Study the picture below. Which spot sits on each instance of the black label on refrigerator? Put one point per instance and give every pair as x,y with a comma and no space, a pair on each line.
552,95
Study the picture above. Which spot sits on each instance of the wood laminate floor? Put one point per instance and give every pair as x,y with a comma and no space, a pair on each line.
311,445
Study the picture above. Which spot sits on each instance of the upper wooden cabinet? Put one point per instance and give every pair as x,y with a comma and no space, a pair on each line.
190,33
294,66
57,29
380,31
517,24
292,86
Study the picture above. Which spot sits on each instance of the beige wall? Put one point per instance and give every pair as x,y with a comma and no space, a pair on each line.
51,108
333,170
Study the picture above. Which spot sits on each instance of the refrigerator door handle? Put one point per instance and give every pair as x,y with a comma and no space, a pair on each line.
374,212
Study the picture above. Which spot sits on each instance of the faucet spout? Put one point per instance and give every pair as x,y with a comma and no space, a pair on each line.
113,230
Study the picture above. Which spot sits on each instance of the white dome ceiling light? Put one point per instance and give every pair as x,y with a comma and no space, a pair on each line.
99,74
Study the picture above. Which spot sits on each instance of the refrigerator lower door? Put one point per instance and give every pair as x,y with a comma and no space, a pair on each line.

------------------------------------------------------------------------

__WHAT YOU WILL DO__
Could you write out, exactly as given, the lines from the one holding "of the upper" through the end of the listing, and nothing else?

__ANSWER FOR THIS EXERCISE__
Study the picture above. Which spot sits on each instance of the upper wooden cabinet? Put one point per instance and give every pair as x,y with a comma and no space, a pair on each line.
190,33
294,66
57,29
380,31
517,24
292,86
Study the picture above. Which spot sits on each instance of the beige wall? Put one point per instance and give every pair as x,y with a comma and no space, a pair on each line.
51,108
333,170
Study the picture above. Which spot sits on each instance of the refrigerator door handle? Put one point per instance and give every pair as x,y with a comma and no space, a pair on each line.
374,212
Study the picture above. Which spot sits on each instance of the faucet spout? Put one point per instance and give every pair as x,y with a comma and no space, a pair on each line.
113,230
Study the picture above. Which spot sits on each instance of the white dome ceiling light? Put one point per instance and give every pair as x,y with a comma and no space, a pair on each line.
99,74
Study the picture above. Which spot sits on each instance of the refrigerator lower door? Put one point per instance and give every pair as x,y with a comma and no space, a pair on each line.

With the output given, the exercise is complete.